# <center>Analyzing voting behavior in United States relying on<center>  <center>Facebook leaked data<center>
<br>
<br>
<br>
<br>

## <div style="text-align: right">*M.S. student Cocirta Darius*</div>

This study aims to analyze voting behavior in United States
relying on a one million records dataset with data collected
from Facebook personal profiles of US citizens after a
security breach in 2021. 
* Firstly, It aims to classify each individual from dataset in two groups (democrats and republicans) using **a simple rule-based classification approach** based on the RESIDENCE (state) and GENDER;
* Finally, I will try to obtain **insights regarding the voting behavior of voters in the U.S.A.**

# About dataset

* The most recent Facebook data breach happened in April 2021, when personal data pertaining to 533 million Facebook users was made public on an online forum. This information, which included names, phone numbers, and more, was originally scraped using Facebook's contact importer in 2019.

* A Facebook spokesperson said that the data had been scraped because of a vulnerability that the company patched in 2019. A user, in a low-level hacking forum, published the data for free.

* The exposed data includes the personal information of over 533 million Facebook users from 106 countries. It includes their phone numbers, Facebook IDs, full names, locations, birthdates, bios, and, in some cases, email addresses.

• Raw data
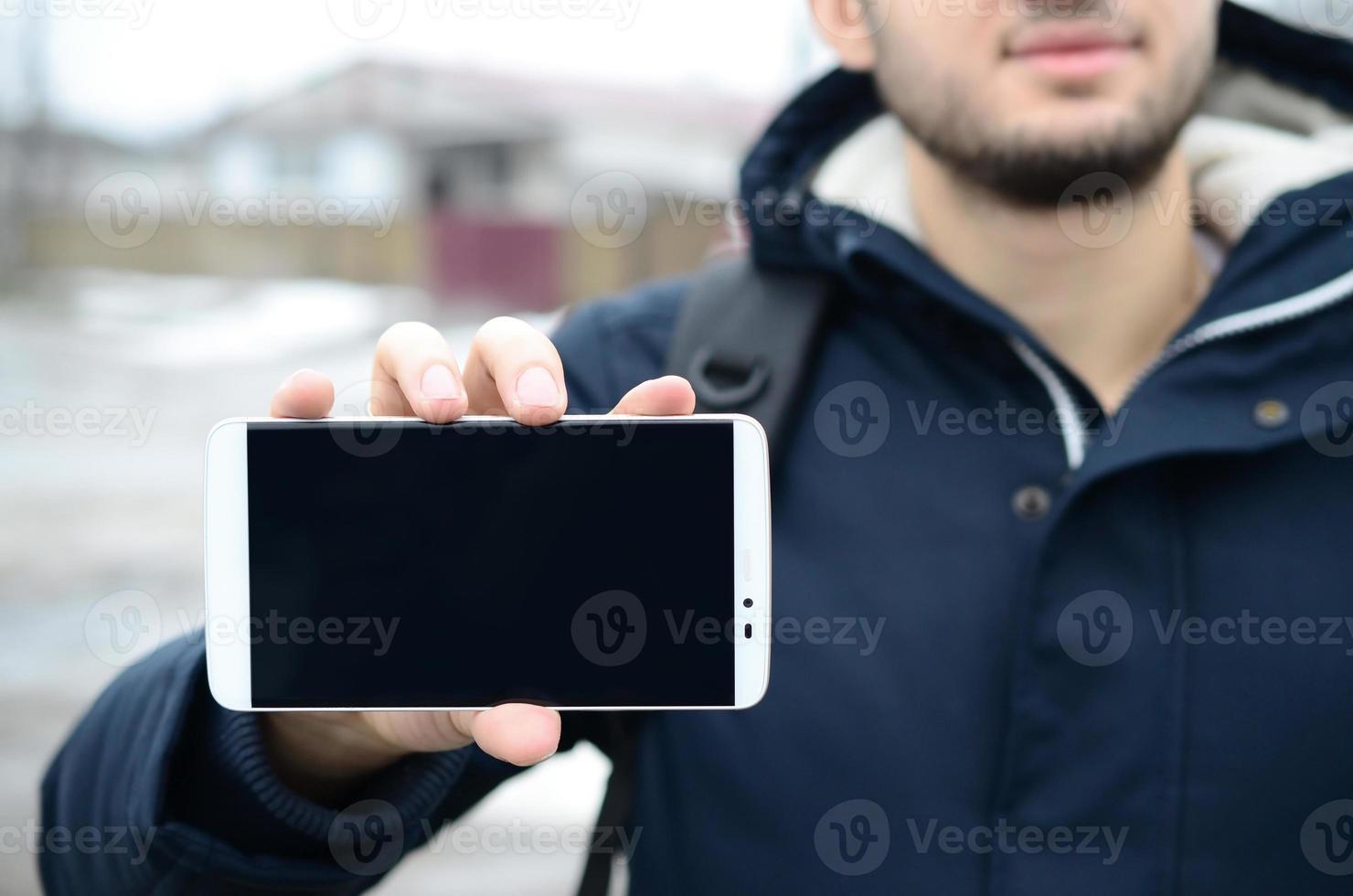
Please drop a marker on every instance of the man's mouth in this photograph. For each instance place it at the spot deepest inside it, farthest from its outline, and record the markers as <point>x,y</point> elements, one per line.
<point>1073,50</point>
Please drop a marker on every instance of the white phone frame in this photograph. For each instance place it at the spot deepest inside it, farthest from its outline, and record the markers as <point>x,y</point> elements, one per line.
<point>226,544</point>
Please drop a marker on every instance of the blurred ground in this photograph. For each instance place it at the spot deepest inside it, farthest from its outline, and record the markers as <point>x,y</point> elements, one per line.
<point>152,363</point>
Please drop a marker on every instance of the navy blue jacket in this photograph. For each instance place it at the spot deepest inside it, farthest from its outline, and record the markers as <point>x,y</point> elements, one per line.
<point>1113,656</point>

• What is asked
1: Output the passage from the page on US voting behavior that runs from "# <center>Analyzing voting" up to and including "breach in 2021.", word for word.
2: Write the next part of the page on US voting behavior and the leaked Facebook data, starting right after its last sentence.

• Exercise responses
1:
# <center>Analyzing voting behavior in United States relying on<center>  <center>Facebook leaked data<center>
<br>
<br>
<br>
<br>

## <div style="text-align: right">*M.S. student Cocirta Darius*</div>

This study aims to analyze voting behavior in United States
relying on a one million records dataset with data collected
from Facebook personal profiles of US citizens after a
security breach in 2021.

2:
* For this study, I have focused just on data about U.S. citizens. From the original dataset I have deleted the phone numbers and email addresses and also, I have shuffled the the values from every column in order to not expose any real personal data. Also, I have shuffled the user_id for the exact same reason. **NO REAL PERSON CAN BE IDENTIFIED USING THIS STUDY.**

* Atributtes of the dataset are:
1. **uid** - User id
2. **firstname** - Firstname of the user
3. **lastname** - Lastname of the
4. **gender** - Gender of the user
5. **residence** - Residence state of the user
6. **birthplace** - Birthplace state of the user
7. **relationship** - Relationship status of the user
8. **workplace** - Workplace of the user

# Related work

There is a lot of scientific research that addresses the issue of voting behavior in U.S.A. 
However, these studies investigate the historical or social perspectives related to voting.

But with the phenomenon of digitization, political parties have seen an opportunity in studying open source data in order to create national databases of voters, collecting information from many sources to create detailed profiles of voters with thousands of data points and build models that predict people’s stances on issues or candidates.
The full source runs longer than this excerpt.